Task objective >>
Leaving the pictures aside, reproduce the data in full and word for word.

Study material >>
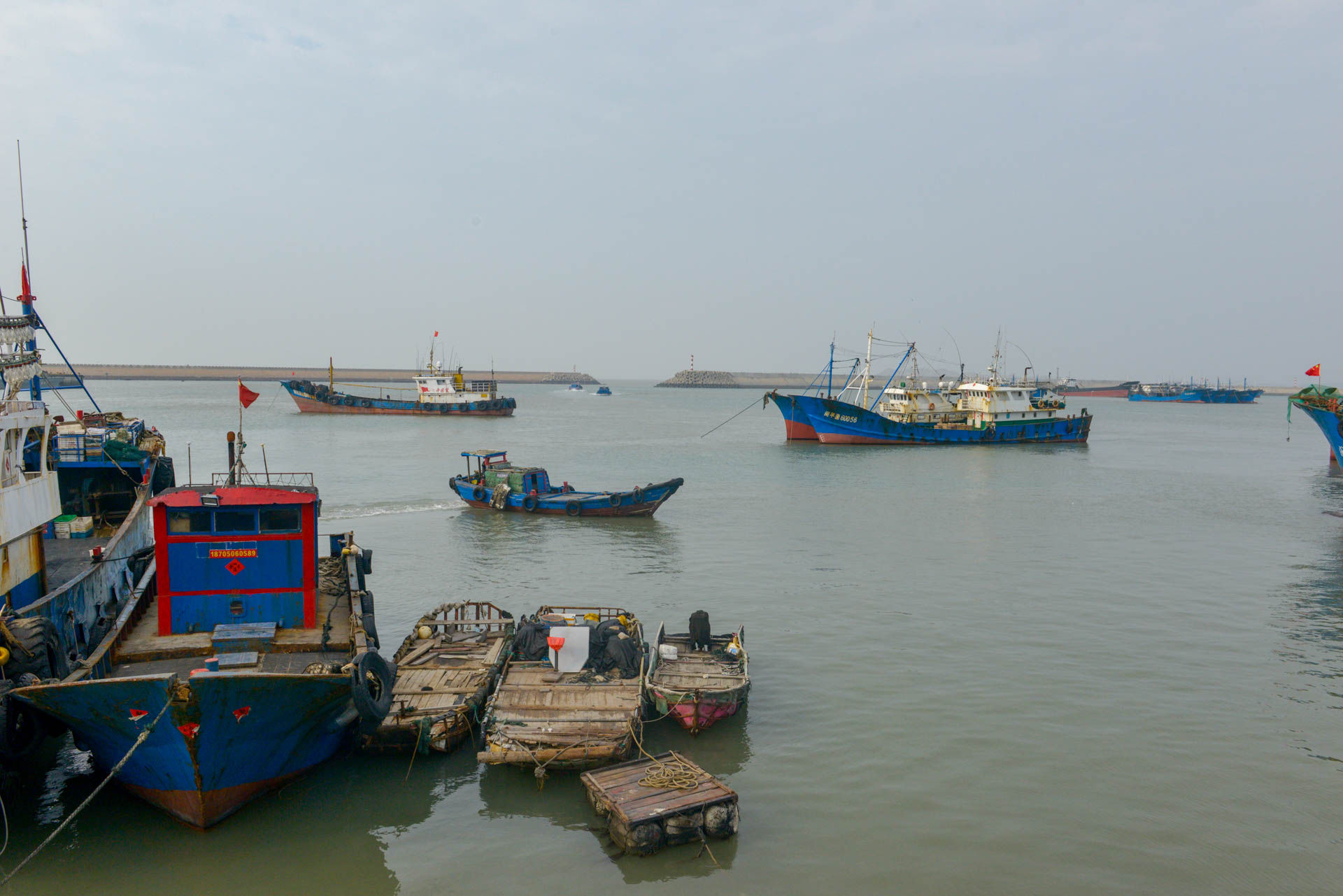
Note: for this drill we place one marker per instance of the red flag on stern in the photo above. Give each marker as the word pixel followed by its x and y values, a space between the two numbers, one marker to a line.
pixel 245 395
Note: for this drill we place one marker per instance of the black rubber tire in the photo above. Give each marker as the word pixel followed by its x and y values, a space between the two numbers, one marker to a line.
pixel 20 730
pixel 371 690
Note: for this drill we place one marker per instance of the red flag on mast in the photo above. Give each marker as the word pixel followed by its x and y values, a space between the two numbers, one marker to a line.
pixel 245 395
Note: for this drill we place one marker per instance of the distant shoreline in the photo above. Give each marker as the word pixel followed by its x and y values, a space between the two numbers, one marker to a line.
pixel 316 374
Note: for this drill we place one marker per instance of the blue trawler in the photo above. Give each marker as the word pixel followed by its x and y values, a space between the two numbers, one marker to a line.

Answer section >>
Note: for this drill we place one marker per instance of the red flag on stern in the photo above. Give each marker as the word pixel followed by its x and y values, a space between the two numbers, one marker to a line.
pixel 245 395
Note: for this drill we place one marker per instance of the black rubber tire in the photo above. Give each marker as the word pixel followed by its x and y values, a space between the two numbers, one marker to a line.
pixel 20 730
pixel 371 690
Note: for this drill we place one marker per instance of the red flag on mast in the photo above. Give each marker as the word pixel followed by its x and y values, a space between the two numbers, one marker to a line.
pixel 245 395
Note: for this drill we place one marker per instance of the distant shoreline in the photo above. Give each marker as the word pixel followed by its x and y values, a space between the two numbers, one marker to a line.
pixel 316 374
Note: for this drill we place one marker per instance of the blue trawler in the photo above. Give each marker as the word pixel followed by its x and y values, a space between the two numbers, one marker to a line.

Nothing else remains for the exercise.